(Input data)
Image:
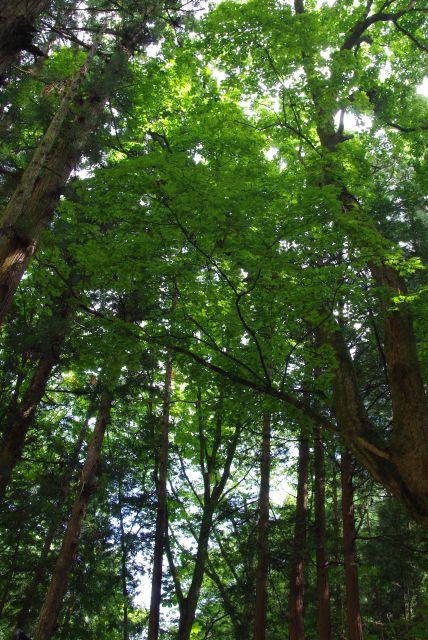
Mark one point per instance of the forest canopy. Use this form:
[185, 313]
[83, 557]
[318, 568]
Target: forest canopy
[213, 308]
(End Input data)
Task requirements –
The records above should be returned exactly, with only their pictures held back.

Response to the task –
Image:
Mark one point per instance of the forest canopy. Use this form:
[185, 313]
[83, 557]
[318, 568]
Target: forest canopy
[213, 308]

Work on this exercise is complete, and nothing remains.